### Selected passage
****************************************

J721S2XSOMXEVM: Output tensor size of tiadsegNet_v2

Part Number: J721S2XSOMXEVM

Tool/software:

Hello TI experts,

I am working on custom tidl applicaition using segmentation network that is used in app_tidl_seg demo application in ti-processor-sdk-rtos-j721s2-evm-10_00_00_05.

And I am trying to parse the output tensor of the network and have found that the tensor size is different than the image size.

The input image size of the network is 768x384 and the output tensor size seems to be 768x463x1.

I thought the tensor size would be 768x384x1 according to the size showed in the diagram below, but it isn't.

https://software-dl.ti.com/jacinto7/esd/processor-sdk-rtos-jacinto7/latest/exports/docs/vision_apps/docs/user_guide/group_apps_dl_demos_app_tidl_seg.html

Why is the tensor size of dimension1 463?

Regards,

Juhyun

  • Hi Juhyun,

    Can you explain the model you are using and where you are getting the possibly incorrect tensor size?  Specifically, what layer are you looking at?  

    regards,

    Chris

  • Hi Chris,

    The model is tiadsegNet_v2, which is , AFAIK, a model used in vision_apps seg dl demo, vision_apps/apps/dl_demos/app_tidl_seg.
    And the size I'm referring to is the model's output, the final layer.

    I have no idea what the exact size of the output of the model is, but my guess is that it would be the same size as the input, since the network is a semantic segmentation.

    So I don't think the size I checked is incorrect. Rather, I'd like to know about the size of the output tensor, especially the part of the difference from the size of the input.

    Regrads,

    Juhyun

  • Hi Juhyun,

    If you could send me the model it will help.  One way to find the output size is from the output of the previous layer.  For example please see the following image:

    The output tensor will be 1x12x80x80.  You can usually ignore the batch of 1, so the tensor will be 12x80x80.  Assuming the output is an image, that will be your image size.  In practical terms, outputs for an image are usually 3x300x300, where the first number is the number of channels X width X height.

     Chris

****************************************

### Given task
Write out the part of the forum thread about the segmentation network's output tensor size that starts at "I thought the" and ends at "you looking at?". The material that comes next is separate from the forum thread about the segmentation network's output tensor size.

(Source data)
****************************************

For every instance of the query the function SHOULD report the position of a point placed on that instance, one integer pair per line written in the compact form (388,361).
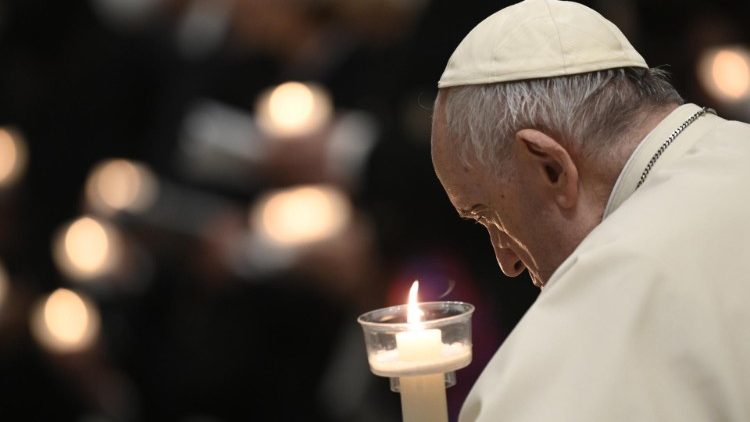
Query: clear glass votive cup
(439,343)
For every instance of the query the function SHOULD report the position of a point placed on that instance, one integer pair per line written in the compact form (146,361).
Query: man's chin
(538,282)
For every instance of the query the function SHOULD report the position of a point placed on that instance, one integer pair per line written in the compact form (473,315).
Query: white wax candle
(422,396)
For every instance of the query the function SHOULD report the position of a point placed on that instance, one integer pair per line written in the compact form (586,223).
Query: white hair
(588,112)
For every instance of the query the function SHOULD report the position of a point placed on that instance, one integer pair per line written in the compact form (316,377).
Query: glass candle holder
(439,344)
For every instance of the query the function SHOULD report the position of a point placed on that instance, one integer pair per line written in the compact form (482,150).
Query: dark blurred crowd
(198,323)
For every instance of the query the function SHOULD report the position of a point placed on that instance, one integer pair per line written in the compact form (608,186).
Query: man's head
(534,159)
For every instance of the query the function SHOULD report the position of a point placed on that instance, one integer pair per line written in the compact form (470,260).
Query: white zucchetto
(538,39)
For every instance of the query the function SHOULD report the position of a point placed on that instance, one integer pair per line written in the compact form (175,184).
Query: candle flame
(413,313)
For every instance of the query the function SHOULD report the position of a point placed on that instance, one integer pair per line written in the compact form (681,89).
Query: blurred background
(199,197)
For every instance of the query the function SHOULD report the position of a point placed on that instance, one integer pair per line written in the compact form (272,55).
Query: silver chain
(669,141)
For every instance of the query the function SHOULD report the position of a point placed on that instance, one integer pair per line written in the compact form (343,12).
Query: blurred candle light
(725,73)
(87,249)
(293,109)
(65,322)
(301,215)
(121,185)
(13,155)
(4,286)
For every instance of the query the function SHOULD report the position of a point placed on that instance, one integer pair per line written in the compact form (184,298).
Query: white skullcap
(538,39)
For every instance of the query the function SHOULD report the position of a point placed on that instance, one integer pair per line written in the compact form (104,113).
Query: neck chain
(669,141)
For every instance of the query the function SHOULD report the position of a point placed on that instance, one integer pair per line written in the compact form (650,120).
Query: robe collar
(631,173)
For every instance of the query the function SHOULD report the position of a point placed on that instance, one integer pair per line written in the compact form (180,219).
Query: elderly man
(630,209)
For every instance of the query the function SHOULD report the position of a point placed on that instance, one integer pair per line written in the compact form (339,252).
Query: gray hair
(588,112)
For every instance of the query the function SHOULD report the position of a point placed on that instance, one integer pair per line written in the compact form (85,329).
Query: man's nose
(509,262)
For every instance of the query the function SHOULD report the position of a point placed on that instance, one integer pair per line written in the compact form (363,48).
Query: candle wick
(451,286)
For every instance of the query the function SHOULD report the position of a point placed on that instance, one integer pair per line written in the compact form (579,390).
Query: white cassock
(649,318)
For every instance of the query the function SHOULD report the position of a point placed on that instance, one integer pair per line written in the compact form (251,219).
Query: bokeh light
(13,155)
(725,73)
(4,286)
(121,185)
(293,109)
(65,322)
(301,215)
(87,249)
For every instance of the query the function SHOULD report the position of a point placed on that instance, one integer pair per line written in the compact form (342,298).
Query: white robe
(649,318)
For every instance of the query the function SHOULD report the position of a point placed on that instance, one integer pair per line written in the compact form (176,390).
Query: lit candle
(422,396)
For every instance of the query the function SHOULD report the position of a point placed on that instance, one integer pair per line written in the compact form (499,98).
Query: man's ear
(550,164)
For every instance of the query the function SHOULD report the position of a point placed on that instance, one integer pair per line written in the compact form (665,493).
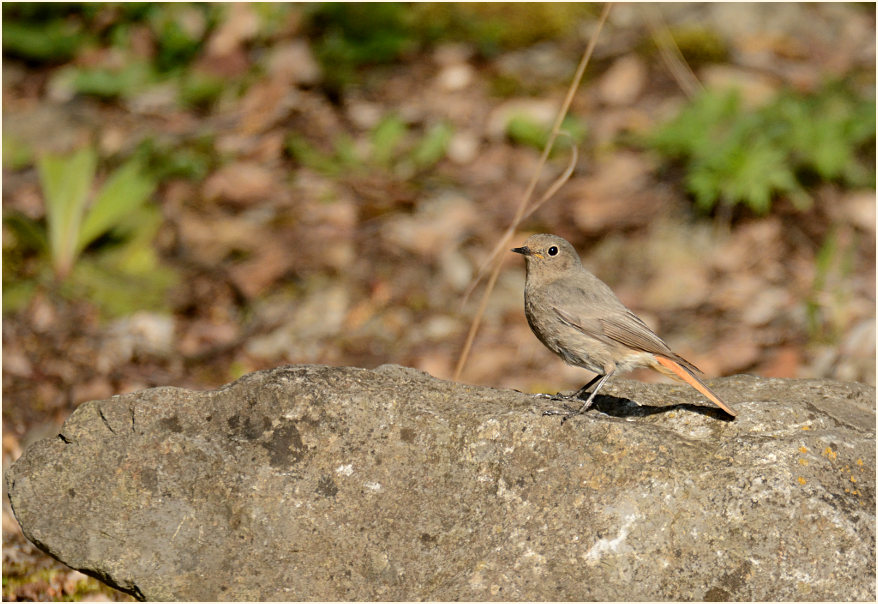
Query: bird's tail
(684,374)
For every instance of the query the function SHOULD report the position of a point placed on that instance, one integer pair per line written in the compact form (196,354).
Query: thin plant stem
(523,204)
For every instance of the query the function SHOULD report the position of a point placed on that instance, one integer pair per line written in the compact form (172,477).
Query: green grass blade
(125,191)
(65,181)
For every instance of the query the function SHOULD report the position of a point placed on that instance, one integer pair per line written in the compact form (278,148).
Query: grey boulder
(322,483)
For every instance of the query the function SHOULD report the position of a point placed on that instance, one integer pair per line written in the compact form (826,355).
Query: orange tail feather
(676,370)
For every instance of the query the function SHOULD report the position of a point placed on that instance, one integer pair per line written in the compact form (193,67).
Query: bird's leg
(558,396)
(588,403)
(600,379)
(585,388)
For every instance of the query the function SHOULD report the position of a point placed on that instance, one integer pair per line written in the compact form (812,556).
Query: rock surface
(320,483)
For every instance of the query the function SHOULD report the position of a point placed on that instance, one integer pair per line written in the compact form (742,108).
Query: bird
(578,317)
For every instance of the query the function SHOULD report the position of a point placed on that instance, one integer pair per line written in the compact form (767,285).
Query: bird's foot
(553,397)
(565,414)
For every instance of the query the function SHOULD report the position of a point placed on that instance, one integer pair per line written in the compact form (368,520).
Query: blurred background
(195,191)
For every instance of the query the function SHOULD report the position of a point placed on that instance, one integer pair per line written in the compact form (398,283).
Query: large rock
(311,482)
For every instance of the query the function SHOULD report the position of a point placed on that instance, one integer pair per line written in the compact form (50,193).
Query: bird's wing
(616,324)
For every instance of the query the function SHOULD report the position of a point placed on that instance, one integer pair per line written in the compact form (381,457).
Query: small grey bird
(579,318)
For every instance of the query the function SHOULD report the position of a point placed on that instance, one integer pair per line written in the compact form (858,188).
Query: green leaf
(432,147)
(125,191)
(65,181)
(386,138)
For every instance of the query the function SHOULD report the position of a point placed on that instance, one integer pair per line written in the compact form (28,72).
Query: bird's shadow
(620,407)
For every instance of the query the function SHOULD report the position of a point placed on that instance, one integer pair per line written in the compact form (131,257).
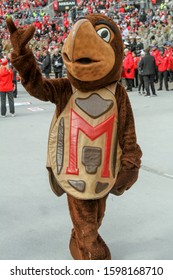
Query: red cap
(3,61)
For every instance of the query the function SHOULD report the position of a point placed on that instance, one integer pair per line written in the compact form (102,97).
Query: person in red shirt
(155,52)
(136,62)
(128,69)
(163,65)
(6,87)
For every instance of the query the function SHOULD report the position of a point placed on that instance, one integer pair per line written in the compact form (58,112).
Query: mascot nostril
(92,146)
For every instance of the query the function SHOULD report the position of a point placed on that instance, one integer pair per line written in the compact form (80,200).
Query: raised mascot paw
(19,36)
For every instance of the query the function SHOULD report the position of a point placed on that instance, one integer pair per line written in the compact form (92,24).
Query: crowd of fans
(140,26)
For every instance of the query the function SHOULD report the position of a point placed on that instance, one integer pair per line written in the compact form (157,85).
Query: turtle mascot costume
(92,146)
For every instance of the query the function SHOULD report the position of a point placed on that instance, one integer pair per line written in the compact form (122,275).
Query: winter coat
(147,65)
(170,63)
(6,79)
(163,63)
(155,53)
(57,63)
(46,64)
(128,66)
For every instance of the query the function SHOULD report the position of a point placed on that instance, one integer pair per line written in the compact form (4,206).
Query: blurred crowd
(141,27)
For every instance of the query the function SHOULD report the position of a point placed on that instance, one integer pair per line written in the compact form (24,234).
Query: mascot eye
(104,33)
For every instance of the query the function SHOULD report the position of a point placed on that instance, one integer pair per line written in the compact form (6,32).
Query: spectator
(163,69)
(128,69)
(147,67)
(57,63)
(46,64)
(6,87)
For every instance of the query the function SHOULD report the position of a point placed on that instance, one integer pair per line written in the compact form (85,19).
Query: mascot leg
(87,216)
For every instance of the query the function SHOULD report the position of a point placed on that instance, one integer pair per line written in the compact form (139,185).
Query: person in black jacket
(57,63)
(147,68)
(46,64)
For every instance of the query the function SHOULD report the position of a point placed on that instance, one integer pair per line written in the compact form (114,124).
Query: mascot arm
(54,90)
(131,152)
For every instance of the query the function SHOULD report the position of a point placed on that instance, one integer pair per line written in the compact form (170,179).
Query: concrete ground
(35,224)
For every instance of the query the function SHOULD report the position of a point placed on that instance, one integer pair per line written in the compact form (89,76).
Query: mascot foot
(98,251)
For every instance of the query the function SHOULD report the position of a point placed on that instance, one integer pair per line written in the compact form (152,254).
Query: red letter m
(78,123)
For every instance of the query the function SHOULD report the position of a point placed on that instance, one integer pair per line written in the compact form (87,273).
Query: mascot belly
(83,150)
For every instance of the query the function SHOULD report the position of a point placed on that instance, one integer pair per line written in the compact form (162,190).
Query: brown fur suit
(93,54)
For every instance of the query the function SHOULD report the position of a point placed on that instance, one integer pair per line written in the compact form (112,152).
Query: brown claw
(10,24)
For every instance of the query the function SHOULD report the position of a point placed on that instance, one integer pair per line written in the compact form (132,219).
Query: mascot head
(93,53)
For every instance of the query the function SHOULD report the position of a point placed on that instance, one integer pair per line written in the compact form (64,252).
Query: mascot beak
(86,55)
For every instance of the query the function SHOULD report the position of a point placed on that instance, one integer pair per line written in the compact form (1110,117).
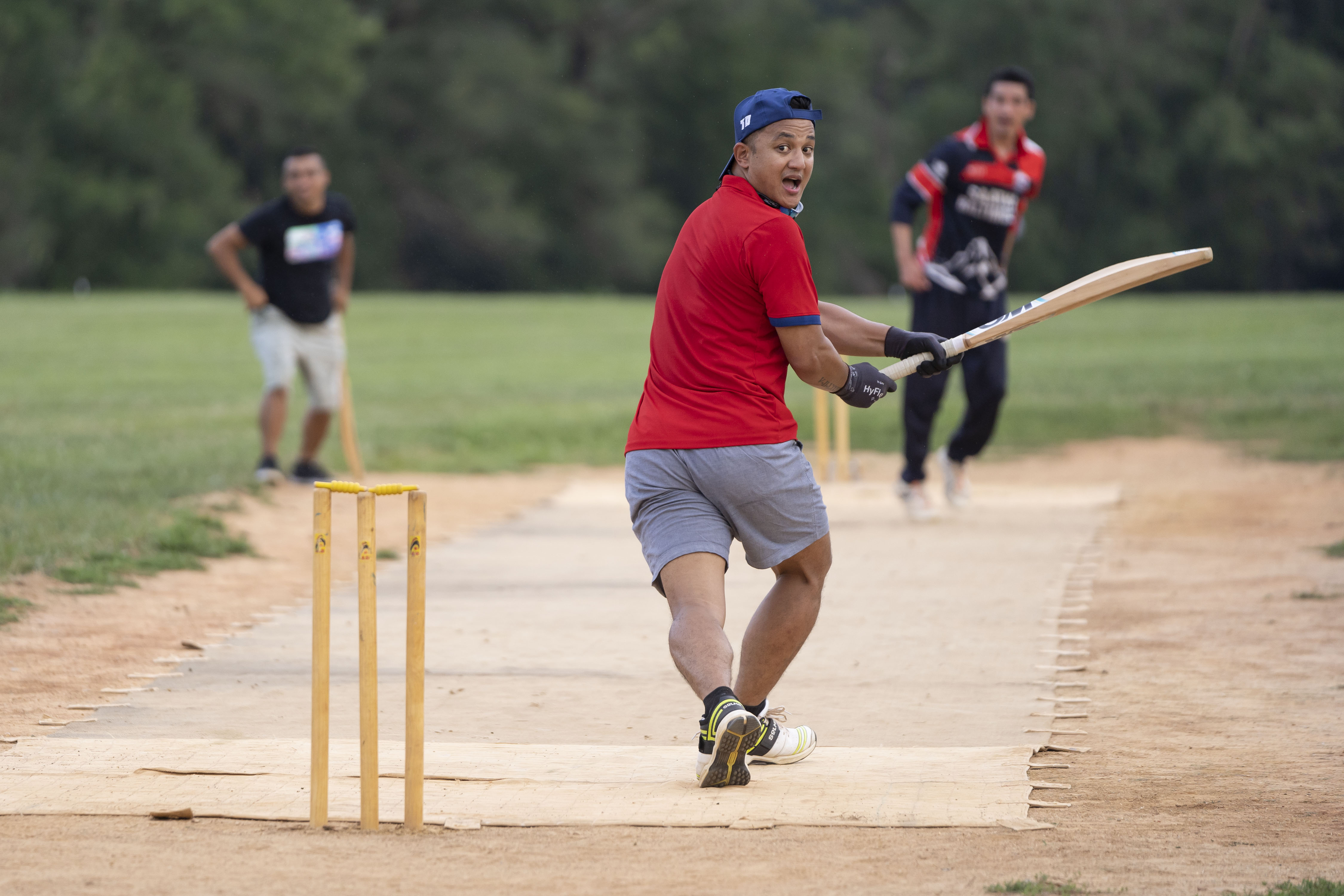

****************************************

### Task output
I thought the tensor size would be 768x384x1 according to the size showed in the diagram below, but it isn't.

https://software-dl.ti.com/jacinto7/esd/processor-sdk-rtos-jacinto7/latest/exports/docs/vision_apps/docs/user_guide/group_apps_dl_demos_app_tidl_seg.html

Why is the tensor size of dimension1 463?

Regards,

Juhyun

  • Hi Juhyun,

    Can you explain the model you are using and where you are getting the possibly incorrect tensor size?  Specifically, what layer are you looking at?